* _Supplied material_:
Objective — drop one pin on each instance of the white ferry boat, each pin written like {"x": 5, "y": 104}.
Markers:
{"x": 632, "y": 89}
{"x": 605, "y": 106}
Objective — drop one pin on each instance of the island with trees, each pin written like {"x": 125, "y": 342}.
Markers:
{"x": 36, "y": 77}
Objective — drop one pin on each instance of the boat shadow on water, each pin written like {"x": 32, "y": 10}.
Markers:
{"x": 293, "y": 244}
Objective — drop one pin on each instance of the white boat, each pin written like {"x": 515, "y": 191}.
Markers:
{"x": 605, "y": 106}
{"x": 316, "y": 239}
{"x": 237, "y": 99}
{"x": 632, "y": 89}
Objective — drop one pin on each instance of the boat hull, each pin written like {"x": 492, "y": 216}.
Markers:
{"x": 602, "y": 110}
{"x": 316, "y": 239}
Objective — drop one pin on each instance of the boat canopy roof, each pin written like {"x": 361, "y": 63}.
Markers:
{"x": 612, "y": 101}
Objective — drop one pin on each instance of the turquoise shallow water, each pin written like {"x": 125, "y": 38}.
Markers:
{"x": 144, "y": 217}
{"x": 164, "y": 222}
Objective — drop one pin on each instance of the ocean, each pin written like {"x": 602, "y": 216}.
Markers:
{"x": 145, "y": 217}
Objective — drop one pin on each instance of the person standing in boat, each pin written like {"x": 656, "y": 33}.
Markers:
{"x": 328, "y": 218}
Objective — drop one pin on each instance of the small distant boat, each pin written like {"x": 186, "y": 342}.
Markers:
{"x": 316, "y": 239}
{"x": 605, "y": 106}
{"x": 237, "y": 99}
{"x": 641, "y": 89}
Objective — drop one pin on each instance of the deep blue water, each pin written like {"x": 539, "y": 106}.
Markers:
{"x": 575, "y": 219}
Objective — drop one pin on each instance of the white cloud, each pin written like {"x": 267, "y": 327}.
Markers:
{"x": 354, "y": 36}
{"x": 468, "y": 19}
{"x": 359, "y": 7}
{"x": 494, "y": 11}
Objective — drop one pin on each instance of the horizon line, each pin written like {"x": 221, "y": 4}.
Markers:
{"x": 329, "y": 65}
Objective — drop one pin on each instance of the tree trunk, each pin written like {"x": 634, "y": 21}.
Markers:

* _Your goal_:
Starting at the line that contains "boat hull, each" and ending at the last line above, set down those lines again word for word.

* _Output for this task_:
Objective — drop one pin on each instance of the boat hull, each pin written like {"x": 492, "y": 216}.
Markers:
{"x": 602, "y": 110}
{"x": 316, "y": 239}
Objective — drop one pin on each instance of the boat canopy roof, each pin written like {"x": 361, "y": 63}.
Markers:
{"x": 612, "y": 101}
Objective — drop one pin on each instance of the turquoise shallow water, each pin written like {"x": 125, "y": 38}.
Markers:
{"x": 144, "y": 217}
{"x": 164, "y": 222}
Objective — drop one pin on each instance of the ocean, each pin written like {"x": 602, "y": 216}.
Markers:
{"x": 145, "y": 217}
Objective — drop one pin on each instance of the person standing in boat, each pin written like {"x": 656, "y": 33}.
Markers:
{"x": 328, "y": 218}
Objective — drop one pin on each instance of the small distant boat, each pin written like {"x": 186, "y": 342}.
Markers:
{"x": 316, "y": 239}
{"x": 605, "y": 106}
{"x": 237, "y": 99}
{"x": 641, "y": 89}
Objective — drop one pin on each instance of the deep blue water, each pin written like {"x": 539, "y": 106}.
Markers:
{"x": 575, "y": 219}
Objective — drop one pin on each instance of the white cloud, each pin written like {"x": 267, "y": 327}.
Markers:
{"x": 354, "y": 36}
{"x": 468, "y": 19}
{"x": 359, "y": 7}
{"x": 494, "y": 11}
Objective — drop one pin on each instance of the horizon line, each pin written like {"x": 221, "y": 4}.
Markers:
{"x": 329, "y": 65}
Objective — drop one pin on each instance of the tree trunk, each pin written like {"x": 634, "y": 21}.
Markers:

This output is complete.